### Extract provided
+--

Why you should immerse yourself, Part 2: The Neuroscience
Last post I talked a bit about the major difference in exposure between someone who decides to study Japanese at university versus what a native Japanese person might experience in their first 4 years of life. Here, I’m going to discuss a bit about the neuroscience of learning and how more exposure directly leads to more learning.
The Neuroscience (In a nutshell)
Let’s say you’re looking at a character like も.
For the sake of example, imagine you don’t yet know what this character means or how it’s pronounced.
When you look at it on screen, light from the screen enters your eyes and is focused onto the retina in the back of each eye. Cells in the retina convert that light into electrical signals which are sent to your brain. Your brain performs some background processing (detecting edges, curves and shapes) to figure out what kind of visual object it’s looking at.
At this point, your brain your brain has recognized a shape. It has a sense of the shape but not yet any meaning.
Now you learn that this character is pronounced “mo”, like the start of the English word moat. Even if you’re only reading this silently, your brain activates sound-related regions that represent pronunciation. Somewhere in your brain the visual pattern that is も starts to become linked to the auditory pattern “mo”.
This linking happens across multiple brain regions of the brain: visual areas, sound-related areas, and association areas that help bind the different types of information together. As you practice this association, over time seeing the character も automatically triggers the sound in your head “mo”.
So what’s actually happening physically in your brain?
When a neuron is activated, by an external signal (sight, sound, etc.) or an internal signal (a thought), it sends an electrical signal down a long fiber called an axon.
At the end of this axon, a chemical signal is released across tiny gaps called synapses to neighboring neurons. If the incoming signal into those neighboring neurons is strong enough, those also fire.

+--

[Natural-language object grounding data]
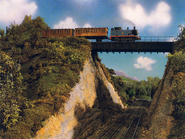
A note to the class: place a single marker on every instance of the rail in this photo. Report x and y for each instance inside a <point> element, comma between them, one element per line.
<point>156,39</point>
<point>146,39</point>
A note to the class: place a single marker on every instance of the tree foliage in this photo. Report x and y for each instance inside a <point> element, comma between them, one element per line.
<point>37,75</point>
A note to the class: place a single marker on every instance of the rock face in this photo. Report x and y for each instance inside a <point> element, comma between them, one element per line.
<point>92,102</point>
<point>161,108</point>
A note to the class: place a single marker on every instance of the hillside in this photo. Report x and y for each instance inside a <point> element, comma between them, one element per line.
<point>167,109</point>
<point>50,83</point>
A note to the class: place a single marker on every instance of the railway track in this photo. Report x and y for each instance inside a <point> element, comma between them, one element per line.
<point>125,127</point>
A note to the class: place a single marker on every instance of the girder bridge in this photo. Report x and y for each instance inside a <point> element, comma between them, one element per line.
<point>146,44</point>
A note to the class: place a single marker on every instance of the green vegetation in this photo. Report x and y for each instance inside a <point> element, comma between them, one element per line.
<point>37,75</point>
<point>143,89</point>
<point>177,60</point>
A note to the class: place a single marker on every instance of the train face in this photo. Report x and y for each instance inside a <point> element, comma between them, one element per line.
<point>92,33</point>
<point>118,34</point>
<point>58,32</point>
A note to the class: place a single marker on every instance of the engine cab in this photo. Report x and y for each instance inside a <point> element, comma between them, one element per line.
<point>118,34</point>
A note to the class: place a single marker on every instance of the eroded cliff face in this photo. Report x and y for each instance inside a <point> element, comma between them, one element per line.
<point>92,102</point>
<point>160,112</point>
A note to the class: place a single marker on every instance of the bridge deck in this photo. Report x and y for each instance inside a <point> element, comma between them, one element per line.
<point>132,46</point>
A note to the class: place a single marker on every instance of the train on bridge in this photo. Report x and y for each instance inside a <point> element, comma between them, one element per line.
<point>99,33</point>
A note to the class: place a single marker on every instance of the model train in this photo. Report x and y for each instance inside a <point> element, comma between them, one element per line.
<point>100,33</point>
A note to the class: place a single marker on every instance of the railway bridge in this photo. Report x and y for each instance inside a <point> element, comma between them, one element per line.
<point>146,44</point>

+--

### Task item
Continue the post on the neuroscience of learning Japanese characters from the point where it ends. The listing has no role in what is asked here.

### Response to the exercise
Whether a neuron fires depends on a few factors:
How strong the incoming signal is
How many signals arrive at the same time
How sensitive the receiving neuron is
When the same neurons activate together repeatedly, like seeing も while thinking or hearing “mo”, the connections between them gradually strengthen.
This is often summarized by a simple phrase from neuroscience:
“Neurons that fire together, wire together.”
This idea is known as Hebbian learning.
At a physical level, this strengthening happens in a few main ways:
The sending neuron releases more neurotransmitters
The receiving neuron becomes more sensitive to those signals
The connection itself becomes more efficient over time (this is shown in the gif above where the right neuron has been myelinated and the signal propagates more effeciently)
With enough repetition, these changes become long-lasting. Learning is literally physical changes happening in the brain!
So the natural next questions are:
How do you get the right neurons firing together? and,
How do you get them firing more often?
This is where how you study and what kind of immersion environment you build matters. Simply immersing yourself solves the problem of “more often”. In the next post we’ll abstract up from neurons and start talking about something known as mental representations and how this ties into the different types of immersion environments. This will lead us into how we get the “right” neurons firing together.